→ RECORDS PROVIDED
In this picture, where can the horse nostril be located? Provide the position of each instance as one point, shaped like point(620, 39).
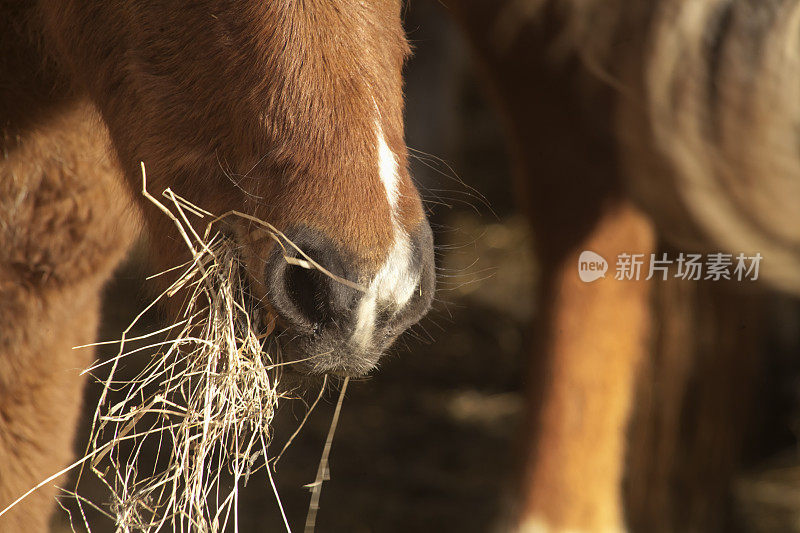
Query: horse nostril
point(308, 290)
point(307, 299)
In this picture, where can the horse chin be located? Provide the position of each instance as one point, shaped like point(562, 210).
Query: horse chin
point(323, 354)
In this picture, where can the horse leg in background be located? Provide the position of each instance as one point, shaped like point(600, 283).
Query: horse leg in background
point(591, 336)
point(695, 406)
point(65, 223)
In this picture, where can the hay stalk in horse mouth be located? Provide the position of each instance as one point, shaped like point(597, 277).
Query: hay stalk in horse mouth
point(205, 400)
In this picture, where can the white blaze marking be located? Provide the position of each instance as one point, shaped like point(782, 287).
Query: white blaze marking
point(394, 283)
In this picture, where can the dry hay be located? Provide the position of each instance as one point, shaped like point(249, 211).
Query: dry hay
point(204, 401)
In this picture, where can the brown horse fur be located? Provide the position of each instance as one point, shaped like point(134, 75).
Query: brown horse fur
point(688, 111)
point(269, 108)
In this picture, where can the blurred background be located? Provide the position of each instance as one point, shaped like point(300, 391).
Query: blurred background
point(428, 442)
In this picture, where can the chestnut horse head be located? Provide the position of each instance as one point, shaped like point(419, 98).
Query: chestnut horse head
point(290, 111)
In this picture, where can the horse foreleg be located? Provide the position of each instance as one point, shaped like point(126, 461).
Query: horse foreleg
point(583, 376)
point(65, 223)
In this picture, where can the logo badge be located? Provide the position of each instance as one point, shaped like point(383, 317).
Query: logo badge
point(591, 266)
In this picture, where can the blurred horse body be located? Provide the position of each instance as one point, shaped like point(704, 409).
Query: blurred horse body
point(641, 127)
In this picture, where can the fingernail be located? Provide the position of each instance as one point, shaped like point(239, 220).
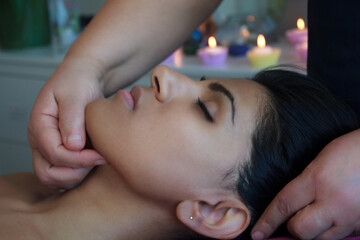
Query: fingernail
point(100, 162)
point(257, 236)
point(75, 139)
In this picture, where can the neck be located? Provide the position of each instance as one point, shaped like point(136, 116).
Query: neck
point(105, 207)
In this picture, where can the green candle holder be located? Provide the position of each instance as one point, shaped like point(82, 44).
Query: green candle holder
point(23, 24)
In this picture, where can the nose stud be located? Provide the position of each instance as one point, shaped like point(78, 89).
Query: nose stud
point(156, 80)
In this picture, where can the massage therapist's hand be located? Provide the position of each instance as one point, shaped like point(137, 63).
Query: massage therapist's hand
point(324, 201)
point(56, 127)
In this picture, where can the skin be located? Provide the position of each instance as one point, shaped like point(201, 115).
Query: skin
point(153, 182)
point(329, 203)
point(97, 65)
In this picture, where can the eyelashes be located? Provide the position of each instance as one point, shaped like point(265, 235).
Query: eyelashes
point(205, 110)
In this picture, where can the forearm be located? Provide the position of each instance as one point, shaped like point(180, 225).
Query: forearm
point(134, 35)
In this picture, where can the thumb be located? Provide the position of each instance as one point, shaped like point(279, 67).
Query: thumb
point(72, 123)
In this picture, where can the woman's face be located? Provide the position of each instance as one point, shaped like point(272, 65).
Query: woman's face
point(179, 137)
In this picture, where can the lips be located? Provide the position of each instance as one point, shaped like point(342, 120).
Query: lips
point(136, 93)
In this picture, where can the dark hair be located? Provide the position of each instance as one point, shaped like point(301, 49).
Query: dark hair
point(298, 120)
point(298, 117)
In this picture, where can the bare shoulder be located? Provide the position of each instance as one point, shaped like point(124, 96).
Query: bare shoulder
point(23, 186)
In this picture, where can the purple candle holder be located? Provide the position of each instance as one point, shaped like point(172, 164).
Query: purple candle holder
point(213, 56)
point(302, 50)
point(296, 36)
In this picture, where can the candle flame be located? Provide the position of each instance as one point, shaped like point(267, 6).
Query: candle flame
point(261, 41)
point(212, 42)
point(301, 24)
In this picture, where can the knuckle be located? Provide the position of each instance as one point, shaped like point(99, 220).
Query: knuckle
point(283, 205)
point(298, 231)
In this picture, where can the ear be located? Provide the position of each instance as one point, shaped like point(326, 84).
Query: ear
point(226, 219)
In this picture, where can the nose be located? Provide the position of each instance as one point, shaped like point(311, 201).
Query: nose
point(169, 83)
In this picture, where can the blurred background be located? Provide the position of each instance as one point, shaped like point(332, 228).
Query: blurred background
point(35, 35)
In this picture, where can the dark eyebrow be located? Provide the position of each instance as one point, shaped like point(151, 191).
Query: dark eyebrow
point(217, 87)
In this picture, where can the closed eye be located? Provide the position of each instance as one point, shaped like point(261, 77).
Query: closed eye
point(205, 110)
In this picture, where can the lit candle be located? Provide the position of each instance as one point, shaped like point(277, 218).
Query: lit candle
point(213, 55)
point(263, 56)
point(302, 49)
point(299, 34)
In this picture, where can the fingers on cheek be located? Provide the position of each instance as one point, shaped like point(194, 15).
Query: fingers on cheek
point(335, 232)
point(41, 167)
point(308, 223)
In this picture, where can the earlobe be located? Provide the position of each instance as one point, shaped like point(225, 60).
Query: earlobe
point(223, 220)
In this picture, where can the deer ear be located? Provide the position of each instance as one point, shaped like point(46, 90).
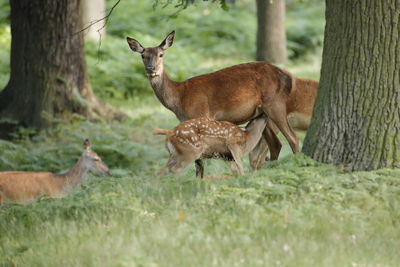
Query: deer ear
point(167, 43)
point(86, 144)
point(135, 45)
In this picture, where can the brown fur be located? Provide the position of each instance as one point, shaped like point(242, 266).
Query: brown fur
point(236, 94)
point(22, 187)
point(206, 138)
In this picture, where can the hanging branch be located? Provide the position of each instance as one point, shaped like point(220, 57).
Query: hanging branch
point(105, 18)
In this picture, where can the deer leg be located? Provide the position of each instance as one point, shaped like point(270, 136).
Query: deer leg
point(278, 115)
point(199, 168)
point(164, 170)
point(272, 140)
point(237, 153)
point(180, 165)
point(258, 155)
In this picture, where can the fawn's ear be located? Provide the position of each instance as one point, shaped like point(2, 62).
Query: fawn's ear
point(135, 45)
point(167, 43)
point(86, 145)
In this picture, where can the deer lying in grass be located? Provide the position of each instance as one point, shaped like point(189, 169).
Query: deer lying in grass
point(236, 94)
point(21, 186)
point(205, 138)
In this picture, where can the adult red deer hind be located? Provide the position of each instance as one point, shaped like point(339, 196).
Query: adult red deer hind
point(236, 94)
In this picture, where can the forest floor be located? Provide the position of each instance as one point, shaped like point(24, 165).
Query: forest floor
point(293, 212)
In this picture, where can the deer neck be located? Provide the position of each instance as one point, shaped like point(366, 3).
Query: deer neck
point(75, 175)
point(167, 91)
point(254, 132)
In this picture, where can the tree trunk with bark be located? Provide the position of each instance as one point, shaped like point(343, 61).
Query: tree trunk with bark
point(271, 33)
point(48, 69)
point(356, 119)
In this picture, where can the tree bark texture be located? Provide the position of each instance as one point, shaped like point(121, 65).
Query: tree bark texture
point(356, 119)
point(271, 33)
point(93, 10)
point(48, 69)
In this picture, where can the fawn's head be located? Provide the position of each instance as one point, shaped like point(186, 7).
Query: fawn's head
point(92, 161)
point(152, 56)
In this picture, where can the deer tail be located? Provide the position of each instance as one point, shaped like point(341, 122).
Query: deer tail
point(159, 131)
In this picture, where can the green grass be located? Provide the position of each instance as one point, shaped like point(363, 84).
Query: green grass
point(294, 212)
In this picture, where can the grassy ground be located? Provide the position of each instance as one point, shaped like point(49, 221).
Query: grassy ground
point(294, 212)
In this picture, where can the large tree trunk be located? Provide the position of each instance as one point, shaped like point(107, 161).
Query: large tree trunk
point(356, 119)
point(48, 70)
point(271, 33)
point(92, 11)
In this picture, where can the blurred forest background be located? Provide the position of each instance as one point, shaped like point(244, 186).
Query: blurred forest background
point(293, 212)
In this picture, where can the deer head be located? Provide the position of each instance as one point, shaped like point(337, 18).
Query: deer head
point(152, 56)
point(92, 161)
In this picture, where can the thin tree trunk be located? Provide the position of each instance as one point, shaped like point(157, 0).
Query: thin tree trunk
point(93, 10)
point(271, 33)
point(356, 119)
point(48, 69)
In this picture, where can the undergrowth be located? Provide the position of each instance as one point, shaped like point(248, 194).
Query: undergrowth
point(293, 212)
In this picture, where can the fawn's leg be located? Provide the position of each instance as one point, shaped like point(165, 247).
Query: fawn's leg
point(237, 154)
point(199, 168)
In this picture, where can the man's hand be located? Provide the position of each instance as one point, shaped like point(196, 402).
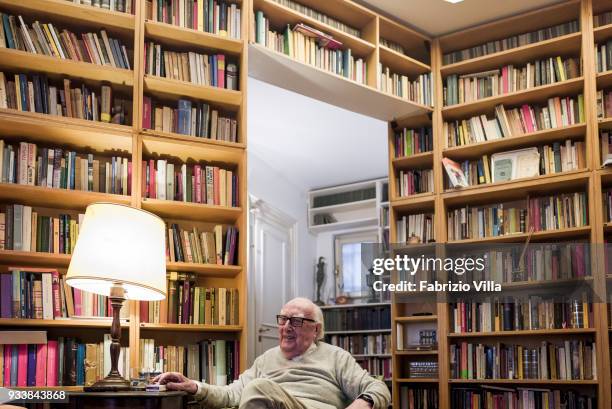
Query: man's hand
point(359, 404)
point(175, 381)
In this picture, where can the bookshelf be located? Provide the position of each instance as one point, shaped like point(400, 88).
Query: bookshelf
point(137, 144)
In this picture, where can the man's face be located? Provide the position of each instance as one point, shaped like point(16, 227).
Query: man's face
point(295, 341)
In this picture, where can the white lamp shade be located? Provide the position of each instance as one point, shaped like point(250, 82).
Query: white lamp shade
point(120, 244)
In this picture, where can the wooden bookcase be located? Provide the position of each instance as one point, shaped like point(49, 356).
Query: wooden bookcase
point(137, 144)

→ WORK REQUIRED
The reply should hold only the lines of the listing above starting at the line containing "In this picture, where can the woman's" and ending at the line containing "In this picture, where can the bare", exactly as written.

→ SOLUTION TO THE EXERCISE
In this picture, where can the woman's face be located? Provide the position of each instance as one point, shaped like point(272, 65).
Query: woman's face
point(179, 137)
In this picture, where can the lips be located? Provide the position of each instance as one point, shaped like point(342, 120).
Query: lips
point(136, 93)
In this picture, where can the dark hair be located? Provide the position of each instance as one point, shaped like point(301, 49).
Query: dark hair
point(298, 120)
point(298, 117)
In this picture, where can the bare shoulder be located? Provide the position of each instance as one point, shaped like point(124, 96).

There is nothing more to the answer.